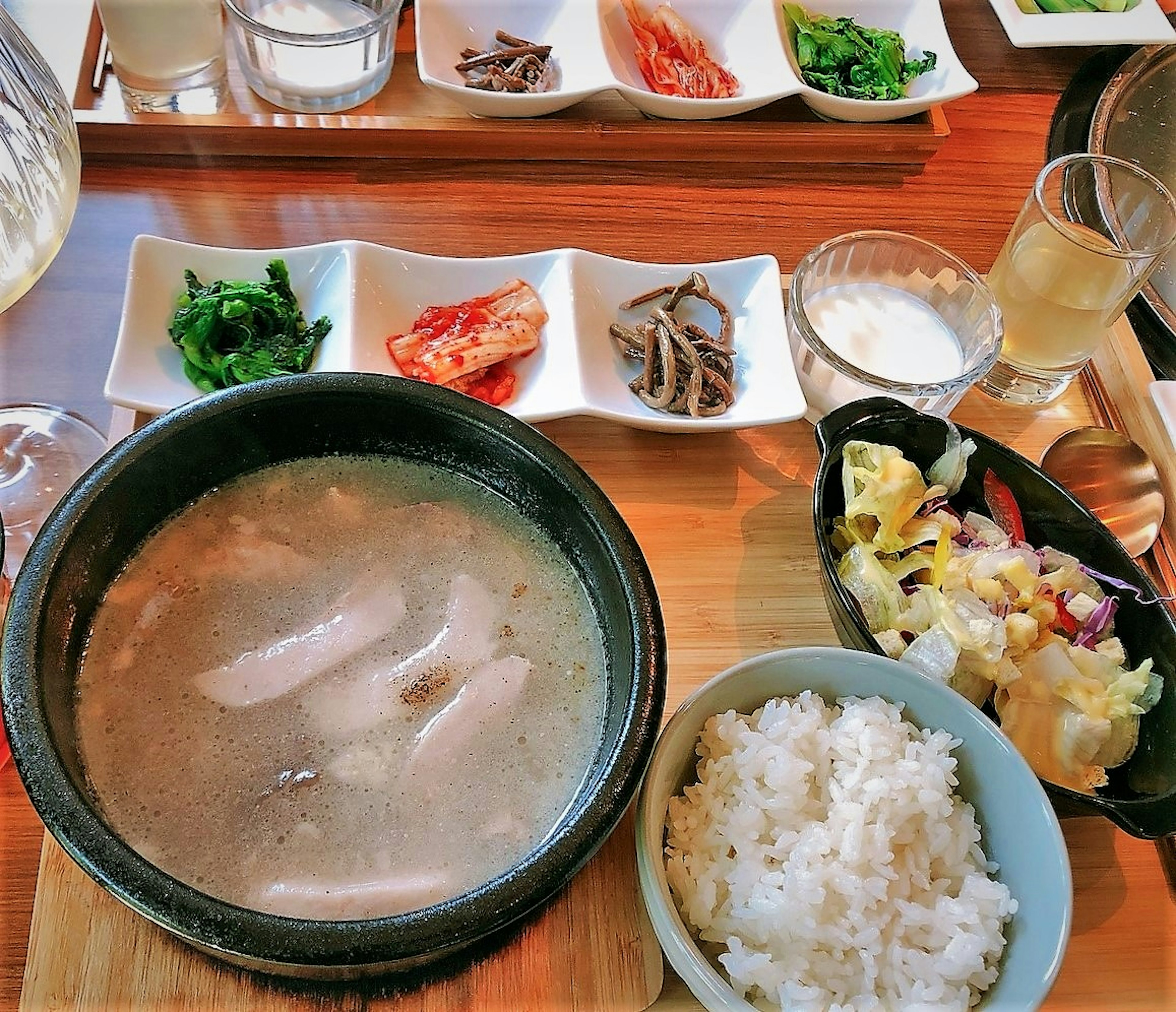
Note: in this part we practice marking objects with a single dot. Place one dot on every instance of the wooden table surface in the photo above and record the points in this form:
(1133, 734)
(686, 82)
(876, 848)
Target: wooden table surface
(56, 346)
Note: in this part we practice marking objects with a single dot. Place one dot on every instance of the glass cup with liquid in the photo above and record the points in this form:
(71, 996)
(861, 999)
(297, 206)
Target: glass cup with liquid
(169, 54)
(1091, 233)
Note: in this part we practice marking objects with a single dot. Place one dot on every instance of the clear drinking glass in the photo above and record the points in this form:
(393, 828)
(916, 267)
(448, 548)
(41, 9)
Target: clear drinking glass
(1089, 234)
(43, 449)
(315, 56)
(885, 314)
(169, 54)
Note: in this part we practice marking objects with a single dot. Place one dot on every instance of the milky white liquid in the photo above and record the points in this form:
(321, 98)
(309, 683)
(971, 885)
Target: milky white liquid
(886, 332)
(162, 40)
(323, 71)
(1058, 298)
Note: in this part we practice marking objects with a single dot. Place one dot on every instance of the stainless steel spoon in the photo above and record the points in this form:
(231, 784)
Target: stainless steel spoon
(1114, 479)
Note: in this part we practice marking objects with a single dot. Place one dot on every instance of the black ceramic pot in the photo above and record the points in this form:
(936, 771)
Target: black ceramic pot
(1141, 796)
(177, 458)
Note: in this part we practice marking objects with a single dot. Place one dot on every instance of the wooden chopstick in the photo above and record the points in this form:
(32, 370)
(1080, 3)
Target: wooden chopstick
(102, 65)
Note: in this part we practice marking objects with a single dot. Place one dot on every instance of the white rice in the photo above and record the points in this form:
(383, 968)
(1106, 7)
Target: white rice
(825, 855)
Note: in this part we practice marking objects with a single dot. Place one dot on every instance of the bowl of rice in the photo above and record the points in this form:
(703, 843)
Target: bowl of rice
(824, 827)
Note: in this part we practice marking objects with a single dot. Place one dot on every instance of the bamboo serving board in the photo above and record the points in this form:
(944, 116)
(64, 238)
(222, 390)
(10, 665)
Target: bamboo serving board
(407, 120)
(725, 520)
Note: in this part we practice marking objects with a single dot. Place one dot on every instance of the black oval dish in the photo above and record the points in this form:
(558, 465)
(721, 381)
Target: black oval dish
(177, 458)
(1141, 796)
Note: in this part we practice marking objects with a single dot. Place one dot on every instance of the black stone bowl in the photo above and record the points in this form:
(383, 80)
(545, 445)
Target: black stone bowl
(173, 460)
(1141, 796)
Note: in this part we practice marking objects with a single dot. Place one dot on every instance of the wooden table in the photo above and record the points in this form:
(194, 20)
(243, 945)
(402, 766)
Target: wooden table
(747, 491)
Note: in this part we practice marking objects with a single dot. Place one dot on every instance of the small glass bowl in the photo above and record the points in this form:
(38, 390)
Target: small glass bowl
(901, 278)
(313, 59)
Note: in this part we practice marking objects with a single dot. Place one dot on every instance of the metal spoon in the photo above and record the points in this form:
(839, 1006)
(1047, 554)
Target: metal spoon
(1114, 479)
(1119, 484)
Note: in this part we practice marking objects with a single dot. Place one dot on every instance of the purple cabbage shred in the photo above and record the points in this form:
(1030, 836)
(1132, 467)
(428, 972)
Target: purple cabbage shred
(1122, 585)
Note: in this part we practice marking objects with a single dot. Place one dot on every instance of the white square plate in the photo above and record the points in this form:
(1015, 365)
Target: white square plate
(371, 292)
(921, 25)
(1142, 26)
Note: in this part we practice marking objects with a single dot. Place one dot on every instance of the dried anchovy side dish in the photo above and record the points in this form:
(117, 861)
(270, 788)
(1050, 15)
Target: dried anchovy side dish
(510, 65)
(687, 371)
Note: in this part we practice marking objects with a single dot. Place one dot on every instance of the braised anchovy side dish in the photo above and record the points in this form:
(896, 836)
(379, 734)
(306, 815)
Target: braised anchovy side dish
(686, 371)
(510, 65)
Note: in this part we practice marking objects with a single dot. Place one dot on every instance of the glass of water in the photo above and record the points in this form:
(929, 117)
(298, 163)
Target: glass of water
(169, 54)
(315, 56)
(1086, 242)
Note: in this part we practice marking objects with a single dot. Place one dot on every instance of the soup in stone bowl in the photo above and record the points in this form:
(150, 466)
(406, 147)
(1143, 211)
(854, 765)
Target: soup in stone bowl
(334, 675)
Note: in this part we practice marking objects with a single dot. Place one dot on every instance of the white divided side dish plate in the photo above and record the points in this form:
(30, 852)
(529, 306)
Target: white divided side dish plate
(1163, 396)
(594, 50)
(1142, 26)
(371, 292)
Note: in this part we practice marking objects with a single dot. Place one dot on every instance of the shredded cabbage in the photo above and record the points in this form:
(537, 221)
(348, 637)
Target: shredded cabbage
(1029, 631)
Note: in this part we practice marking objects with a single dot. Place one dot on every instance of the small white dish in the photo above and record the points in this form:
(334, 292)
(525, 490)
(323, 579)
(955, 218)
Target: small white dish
(446, 28)
(745, 36)
(1142, 26)
(921, 25)
(371, 292)
(766, 386)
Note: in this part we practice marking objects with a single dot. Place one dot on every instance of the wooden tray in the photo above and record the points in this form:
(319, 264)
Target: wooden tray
(407, 120)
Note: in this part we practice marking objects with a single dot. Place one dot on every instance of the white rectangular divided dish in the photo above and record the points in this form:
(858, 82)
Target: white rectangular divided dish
(1145, 25)
(371, 292)
(593, 47)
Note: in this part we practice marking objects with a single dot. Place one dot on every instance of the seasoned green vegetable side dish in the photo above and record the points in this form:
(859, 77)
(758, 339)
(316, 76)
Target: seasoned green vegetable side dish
(965, 599)
(233, 332)
(853, 62)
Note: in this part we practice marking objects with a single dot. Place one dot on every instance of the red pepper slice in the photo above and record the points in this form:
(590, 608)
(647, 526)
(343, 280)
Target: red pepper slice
(1004, 507)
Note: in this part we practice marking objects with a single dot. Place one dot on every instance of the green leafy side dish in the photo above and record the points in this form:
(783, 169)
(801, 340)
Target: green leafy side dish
(852, 62)
(233, 332)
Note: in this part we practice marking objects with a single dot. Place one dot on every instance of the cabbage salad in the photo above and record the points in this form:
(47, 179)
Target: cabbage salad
(966, 600)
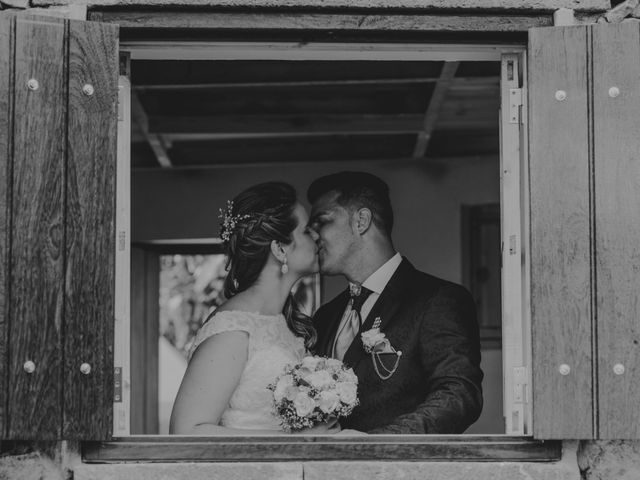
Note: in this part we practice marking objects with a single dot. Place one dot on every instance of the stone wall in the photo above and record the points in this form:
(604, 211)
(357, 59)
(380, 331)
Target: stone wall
(597, 460)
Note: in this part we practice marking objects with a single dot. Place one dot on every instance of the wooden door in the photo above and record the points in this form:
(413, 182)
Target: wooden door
(585, 237)
(58, 88)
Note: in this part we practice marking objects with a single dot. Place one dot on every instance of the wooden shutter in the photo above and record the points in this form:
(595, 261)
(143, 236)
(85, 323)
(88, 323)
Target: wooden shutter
(58, 141)
(585, 236)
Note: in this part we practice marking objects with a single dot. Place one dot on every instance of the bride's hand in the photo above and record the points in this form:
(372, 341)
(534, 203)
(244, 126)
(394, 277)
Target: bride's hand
(328, 428)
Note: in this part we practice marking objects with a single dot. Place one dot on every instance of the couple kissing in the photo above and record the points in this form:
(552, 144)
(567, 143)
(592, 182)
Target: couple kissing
(411, 339)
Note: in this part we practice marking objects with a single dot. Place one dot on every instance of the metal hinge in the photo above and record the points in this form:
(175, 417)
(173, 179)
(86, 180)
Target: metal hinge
(117, 385)
(120, 103)
(515, 105)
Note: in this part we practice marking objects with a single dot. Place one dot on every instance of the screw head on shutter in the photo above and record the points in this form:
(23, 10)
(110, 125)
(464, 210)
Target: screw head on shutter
(29, 366)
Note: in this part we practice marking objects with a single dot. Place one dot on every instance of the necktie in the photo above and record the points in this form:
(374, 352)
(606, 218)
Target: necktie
(352, 326)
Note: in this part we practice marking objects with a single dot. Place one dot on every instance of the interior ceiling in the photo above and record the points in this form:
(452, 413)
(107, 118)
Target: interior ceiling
(200, 113)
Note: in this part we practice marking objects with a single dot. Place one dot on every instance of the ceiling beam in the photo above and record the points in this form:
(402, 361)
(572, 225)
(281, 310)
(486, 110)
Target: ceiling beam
(287, 124)
(279, 84)
(139, 116)
(435, 104)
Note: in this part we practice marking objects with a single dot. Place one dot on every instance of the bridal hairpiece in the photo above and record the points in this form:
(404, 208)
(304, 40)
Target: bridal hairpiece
(229, 221)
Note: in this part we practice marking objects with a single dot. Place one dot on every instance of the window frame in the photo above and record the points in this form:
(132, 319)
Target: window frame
(519, 446)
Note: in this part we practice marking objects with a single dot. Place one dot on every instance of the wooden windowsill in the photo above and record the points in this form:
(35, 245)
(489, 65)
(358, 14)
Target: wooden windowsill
(300, 448)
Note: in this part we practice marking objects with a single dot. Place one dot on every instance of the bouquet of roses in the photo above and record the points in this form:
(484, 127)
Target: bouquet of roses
(314, 391)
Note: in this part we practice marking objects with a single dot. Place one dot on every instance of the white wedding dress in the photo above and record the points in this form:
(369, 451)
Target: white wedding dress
(272, 346)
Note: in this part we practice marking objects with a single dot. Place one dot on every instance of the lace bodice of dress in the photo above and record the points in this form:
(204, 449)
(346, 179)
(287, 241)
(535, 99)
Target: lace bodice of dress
(272, 346)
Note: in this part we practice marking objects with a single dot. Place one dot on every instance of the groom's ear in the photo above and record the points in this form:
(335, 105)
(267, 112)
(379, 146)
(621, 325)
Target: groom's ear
(364, 218)
(277, 250)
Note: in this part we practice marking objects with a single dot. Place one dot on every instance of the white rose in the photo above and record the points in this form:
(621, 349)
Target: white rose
(372, 337)
(283, 384)
(310, 363)
(319, 380)
(329, 401)
(304, 404)
(347, 392)
(334, 363)
(348, 376)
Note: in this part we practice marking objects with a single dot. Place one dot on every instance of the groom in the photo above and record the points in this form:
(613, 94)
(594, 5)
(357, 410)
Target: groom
(426, 378)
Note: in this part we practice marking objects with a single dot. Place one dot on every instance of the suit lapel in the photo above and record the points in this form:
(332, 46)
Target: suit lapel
(386, 306)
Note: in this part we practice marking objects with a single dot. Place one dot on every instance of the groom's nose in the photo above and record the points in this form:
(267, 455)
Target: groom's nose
(313, 233)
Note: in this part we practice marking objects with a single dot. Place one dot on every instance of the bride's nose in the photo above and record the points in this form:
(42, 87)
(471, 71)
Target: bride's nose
(314, 235)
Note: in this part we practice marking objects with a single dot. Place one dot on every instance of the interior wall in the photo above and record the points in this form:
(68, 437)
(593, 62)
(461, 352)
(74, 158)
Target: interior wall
(427, 198)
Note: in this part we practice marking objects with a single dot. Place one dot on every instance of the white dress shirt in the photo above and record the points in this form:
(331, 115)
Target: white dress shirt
(376, 282)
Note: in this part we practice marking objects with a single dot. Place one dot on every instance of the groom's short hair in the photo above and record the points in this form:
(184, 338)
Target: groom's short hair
(357, 190)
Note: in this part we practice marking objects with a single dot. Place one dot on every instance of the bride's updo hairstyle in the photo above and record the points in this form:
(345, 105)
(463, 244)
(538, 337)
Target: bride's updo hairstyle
(256, 217)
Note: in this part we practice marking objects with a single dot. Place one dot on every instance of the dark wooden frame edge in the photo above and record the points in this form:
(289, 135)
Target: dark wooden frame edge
(163, 449)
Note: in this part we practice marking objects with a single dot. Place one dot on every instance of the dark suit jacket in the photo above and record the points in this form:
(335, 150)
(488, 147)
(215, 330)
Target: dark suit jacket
(437, 386)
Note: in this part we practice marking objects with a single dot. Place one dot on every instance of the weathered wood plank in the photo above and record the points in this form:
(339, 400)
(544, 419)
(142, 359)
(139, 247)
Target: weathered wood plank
(90, 230)
(145, 288)
(415, 22)
(616, 126)
(534, 5)
(281, 448)
(560, 229)
(37, 242)
(7, 25)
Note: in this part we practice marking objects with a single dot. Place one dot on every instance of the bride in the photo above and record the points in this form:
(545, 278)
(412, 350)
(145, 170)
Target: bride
(249, 339)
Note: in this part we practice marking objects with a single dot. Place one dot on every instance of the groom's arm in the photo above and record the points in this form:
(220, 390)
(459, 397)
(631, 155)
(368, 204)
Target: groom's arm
(450, 353)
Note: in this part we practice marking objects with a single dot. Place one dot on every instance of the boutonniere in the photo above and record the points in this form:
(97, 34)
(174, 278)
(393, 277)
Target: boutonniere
(376, 343)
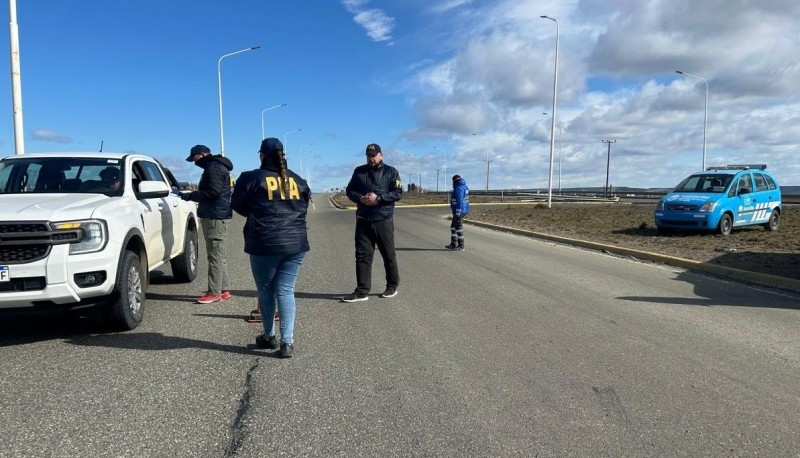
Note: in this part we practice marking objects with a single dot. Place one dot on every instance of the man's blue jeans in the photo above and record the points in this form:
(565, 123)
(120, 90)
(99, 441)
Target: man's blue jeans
(275, 277)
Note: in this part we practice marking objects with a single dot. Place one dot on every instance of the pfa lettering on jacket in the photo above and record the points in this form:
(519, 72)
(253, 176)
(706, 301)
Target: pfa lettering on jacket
(274, 184)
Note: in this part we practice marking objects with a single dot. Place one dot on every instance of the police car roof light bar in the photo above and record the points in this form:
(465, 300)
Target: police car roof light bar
(739, 167)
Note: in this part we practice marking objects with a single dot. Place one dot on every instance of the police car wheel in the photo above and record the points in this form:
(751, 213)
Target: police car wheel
(774, 221)
(725, 224)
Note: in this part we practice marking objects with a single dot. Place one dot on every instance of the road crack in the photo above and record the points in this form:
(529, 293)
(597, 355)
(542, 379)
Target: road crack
(239, 430)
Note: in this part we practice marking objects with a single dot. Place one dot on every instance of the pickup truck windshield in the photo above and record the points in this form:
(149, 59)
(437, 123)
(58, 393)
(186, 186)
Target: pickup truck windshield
(61, 175)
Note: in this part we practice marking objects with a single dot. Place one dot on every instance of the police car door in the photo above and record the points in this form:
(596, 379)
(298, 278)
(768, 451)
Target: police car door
(745, 203)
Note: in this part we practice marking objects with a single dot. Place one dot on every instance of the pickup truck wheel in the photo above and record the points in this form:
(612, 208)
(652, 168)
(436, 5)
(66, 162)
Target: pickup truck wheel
(126, 308)
(774, 221)
(184, 267)
(725, 224)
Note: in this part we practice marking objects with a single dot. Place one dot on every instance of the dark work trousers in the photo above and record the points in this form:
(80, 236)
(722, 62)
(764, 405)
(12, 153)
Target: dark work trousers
(369, 234)
(457, 231)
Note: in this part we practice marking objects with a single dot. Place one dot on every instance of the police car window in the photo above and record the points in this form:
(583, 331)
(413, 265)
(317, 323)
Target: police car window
(770, 182)
(761, 183)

→ Activity
For this exercise, reproduce exactly each line from the one containing "Target: dark work trousers" through the last line of the data, and no others.

→ Solution for this exercise
Target: dark work trousers
(369, 234)
(457, 231)
Note: in this part we practice marking objects with a single dot. Place one dot on every instance of the police car window in the photo above and record the points in this form:
(583, 331)
(413, 265)
(317, 323)
Target: police car window
(770, 182)
(761, 183)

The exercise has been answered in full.